RECORDS FOR THIS TASK below:

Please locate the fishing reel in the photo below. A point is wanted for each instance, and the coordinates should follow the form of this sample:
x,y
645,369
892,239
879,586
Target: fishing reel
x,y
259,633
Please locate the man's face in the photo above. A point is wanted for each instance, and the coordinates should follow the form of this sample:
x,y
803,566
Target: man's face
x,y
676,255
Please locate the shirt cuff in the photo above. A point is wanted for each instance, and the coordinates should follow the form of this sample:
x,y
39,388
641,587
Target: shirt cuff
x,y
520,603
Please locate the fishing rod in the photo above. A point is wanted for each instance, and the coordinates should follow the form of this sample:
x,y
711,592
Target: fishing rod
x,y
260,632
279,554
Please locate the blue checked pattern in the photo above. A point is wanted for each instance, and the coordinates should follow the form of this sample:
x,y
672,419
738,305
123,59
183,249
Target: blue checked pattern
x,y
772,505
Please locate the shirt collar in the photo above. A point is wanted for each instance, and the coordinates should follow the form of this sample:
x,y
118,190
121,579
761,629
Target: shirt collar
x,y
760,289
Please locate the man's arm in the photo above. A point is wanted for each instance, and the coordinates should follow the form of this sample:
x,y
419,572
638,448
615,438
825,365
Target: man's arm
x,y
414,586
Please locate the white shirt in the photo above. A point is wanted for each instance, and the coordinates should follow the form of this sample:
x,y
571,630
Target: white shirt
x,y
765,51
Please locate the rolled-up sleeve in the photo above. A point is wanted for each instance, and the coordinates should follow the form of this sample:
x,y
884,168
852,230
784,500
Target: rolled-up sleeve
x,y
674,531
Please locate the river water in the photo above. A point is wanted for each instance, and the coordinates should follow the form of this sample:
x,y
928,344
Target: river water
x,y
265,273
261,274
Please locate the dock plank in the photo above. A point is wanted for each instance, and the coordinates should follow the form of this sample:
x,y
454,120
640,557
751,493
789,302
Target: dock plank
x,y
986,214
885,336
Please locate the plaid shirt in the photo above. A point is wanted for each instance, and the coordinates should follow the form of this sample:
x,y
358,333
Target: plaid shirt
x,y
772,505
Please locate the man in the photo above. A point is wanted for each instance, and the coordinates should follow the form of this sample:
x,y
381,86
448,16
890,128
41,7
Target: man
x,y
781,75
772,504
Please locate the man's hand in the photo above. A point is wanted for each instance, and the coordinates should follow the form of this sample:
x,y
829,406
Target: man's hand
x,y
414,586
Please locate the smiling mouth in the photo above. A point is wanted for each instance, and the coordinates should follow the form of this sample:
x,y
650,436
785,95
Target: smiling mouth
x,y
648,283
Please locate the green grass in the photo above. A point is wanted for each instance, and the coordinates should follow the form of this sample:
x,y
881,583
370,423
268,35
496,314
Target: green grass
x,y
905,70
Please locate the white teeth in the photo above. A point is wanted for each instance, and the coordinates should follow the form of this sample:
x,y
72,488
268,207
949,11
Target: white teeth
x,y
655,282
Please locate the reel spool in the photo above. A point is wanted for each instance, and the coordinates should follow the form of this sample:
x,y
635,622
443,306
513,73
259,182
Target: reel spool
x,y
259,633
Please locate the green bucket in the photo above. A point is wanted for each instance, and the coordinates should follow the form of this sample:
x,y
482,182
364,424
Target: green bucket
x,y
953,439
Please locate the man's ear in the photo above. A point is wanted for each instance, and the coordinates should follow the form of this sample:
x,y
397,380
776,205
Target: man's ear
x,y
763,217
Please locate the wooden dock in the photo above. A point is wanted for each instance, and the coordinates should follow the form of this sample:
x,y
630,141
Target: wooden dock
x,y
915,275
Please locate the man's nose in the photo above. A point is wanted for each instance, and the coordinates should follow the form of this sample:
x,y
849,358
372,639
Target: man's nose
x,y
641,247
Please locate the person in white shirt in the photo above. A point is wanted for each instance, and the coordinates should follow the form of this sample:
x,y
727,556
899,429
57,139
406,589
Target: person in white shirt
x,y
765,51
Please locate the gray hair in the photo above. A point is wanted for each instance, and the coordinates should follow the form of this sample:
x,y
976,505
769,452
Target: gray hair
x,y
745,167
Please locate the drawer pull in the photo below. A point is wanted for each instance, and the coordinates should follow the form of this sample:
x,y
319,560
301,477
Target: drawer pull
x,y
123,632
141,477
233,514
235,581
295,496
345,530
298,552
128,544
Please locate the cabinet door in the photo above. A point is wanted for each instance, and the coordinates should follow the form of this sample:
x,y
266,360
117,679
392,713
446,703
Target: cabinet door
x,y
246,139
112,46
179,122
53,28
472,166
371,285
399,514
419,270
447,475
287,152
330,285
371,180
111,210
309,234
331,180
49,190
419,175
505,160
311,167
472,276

End of RECORDS FOR THIS TASK.

Your reply should repeat the entire listing, word for word and complete.

Please locate the fishing reel in the photo below. A point is wanted for each instance, and the coordinates should follow the form of this sample:
x,y
645,369
892,239
879,586
Target: fishing reel
x,y
259,633
Please locate the man's face in the photo above. A point is wanted for each instance, and the coordinates should follow the form of this sample:
x,y
803,566
Target: man's face
x,y
676,255
Please locate the shirt cuff in the photo above. A point is wanted for each instance, and the coordinates should follow the form of this sample:
x,y
39,388
641,587
Target: shirt cuff
x,y
520,603
Please locate the fishing rod in the photo above. A point is wanted for each instance, and the coordinates should follow the form of this sample:
x,y
711,592
Target: fishing rod
x,y
260,632
279,554
Please locate the blue checked pattern in the photo above. A point is wanted for each instance, and the coordinates should follow the form of this sample:
x,y
672,419
738,305
123,59
183,249
Target: blue checked pattern
x,y
772,505
Please locate the shirt collar in the photo above. A point is wanted for each instance, and the coordinates should follow the form of this sample:
x,y
118,190
121,579
761,629
Target: shirt collar
x,y
760,289
Please locate the man's arm in the photo above. A point is wanted for each instance, and the coordinates should follow the form of this sample:
x,y
419,572
638,448
615,438
825,365
Target: man's arm
x,y
414,586
Please locate the white shirt in the photo above. A point is wanted for each instance, and the coordinates should follow the form of this sample:
x,y
571,630
Target: white shirt
x,y
765,51
Please locate the rolled-up sleeve in the photo above. A point is wanted for each instance, and the coordinates should follow the form of this sample:
x,y
884,168
852,230
784,500
Target: rolled-up sleeve
x,y
674,531
Please locate the river water in the photo above. A point is wanted for each instance, and the coordinates should follow the form of this sample:
x,y
928,344
Target: river water
x,y
265,273
261,274
Please locate the dock plank in the photo above. A point is wanted for each instance, and the coordinates should follow the form of this sample:
x,y
454,120
640,557
751,493
789,302
Target: dock plank
x,y
986,214
885,336
Please locate the plaid shirt in the photo above. A point is wanted for each instance, and the coordinates should follow the form of this sample:
x,y
358,333
Target: plaid shirt
x,y
772,505
Please locate the man in the photo above. A point is wanted for each instance, and the coordinates should follow the form of this sample:
x,y
381,86
448,16
890,128
41,7
Target: man
x,y
781,75
772,504
Please locate the man's hand in the photo above. A point is wanted for each instance, and the coordinates should follow the form of this sample:
x,y
829,406
Target: man's hand
x,y
414,586
Please locate the smiling mouth in the photo above. A point is wanted for each instance, and the coordinates should follow the form of this sample:
x,y
650,436
785,95
Target: smiling mouth
x,y
648,283
Please locate the green grass in the photo above. A point is wanted for each instance, and the coordinates should follow the form of this sample:
x,y
881,583
370,423
268,35
496,314
Target: green grass
x,y
905,70
Please locate the white teeth in the photo above. A point is wanted for each instance, and the coordinates should follow the form of this sample:
x,y
72,488
268,207
949,11
Target: white teeth
x,y
655,282
Please locate the reel spool in the photo above. A point is wanted for each instance, and the coordinates should follow the form of this sample:
x,y
635,622
443,306
513,73
259,182
Target: reel spool
x,y
259,633
Please locate the green bucket in the photo above. A point is wanted for each instance, and the coordinates should follow the form of this sample:
x,y
482,182
364,424
Target: green bucket
x,y
953,439
Please locate the man's ear in the photo above. A point is wanted for each instance, and the coordinates should follow the form of this sample:
x,y
397,380
776,205
Target: man's ear
x,y
763,217
Please locate the wooden dock in the photo above. A point is wanted for each instance, and the coordinates should follow the form of this sample:
x,y
630,141
Target: wooden dock
x,y
915,275
Please locate the man's nose in the photo above. A point is wanted for each instance, and the coordinates should follow the form of this sample:
x,y
849,358
372,639
Target: man's nose
x,y
641,247
Please locate the person in white shirt in the photo above. A point is wanted for each instance, and the coordinates should follow the form of this sample:
x,y
727,556
899,429
57,139
406,589
Target: person in white shirt
x,y
765,51
Please locate the gray hair in the photo above. A point is wanted for each instance, and the coordinates should follow the form of this sample:
x,y
976,505
769,452
Target: gray hair
x,y
745,167
Please locate the drawer pull in the photo below. A point is wanted for each instance, and the coordinates should follow the form of this sample:
x,y
319,560
301,477
Target: drawer pull
x,y
123,632
141,477
233,514
235,581
295,496
345,530
298,552
128,544
Please locate the cabinet door in the photo above. A point is wanted for each instance, and the coordinates should follow the form of this sample:
x,y
266,360
117,679
392,713
446,703
Target: cabinet door
x,y
246,139
112,46
179,122
53,28
472,166
371,285
399,514
419,270
447,475
287,152
330,285
371,180
111,210
309,234
331,180
49,190
419,175
505,160
311,167
472,276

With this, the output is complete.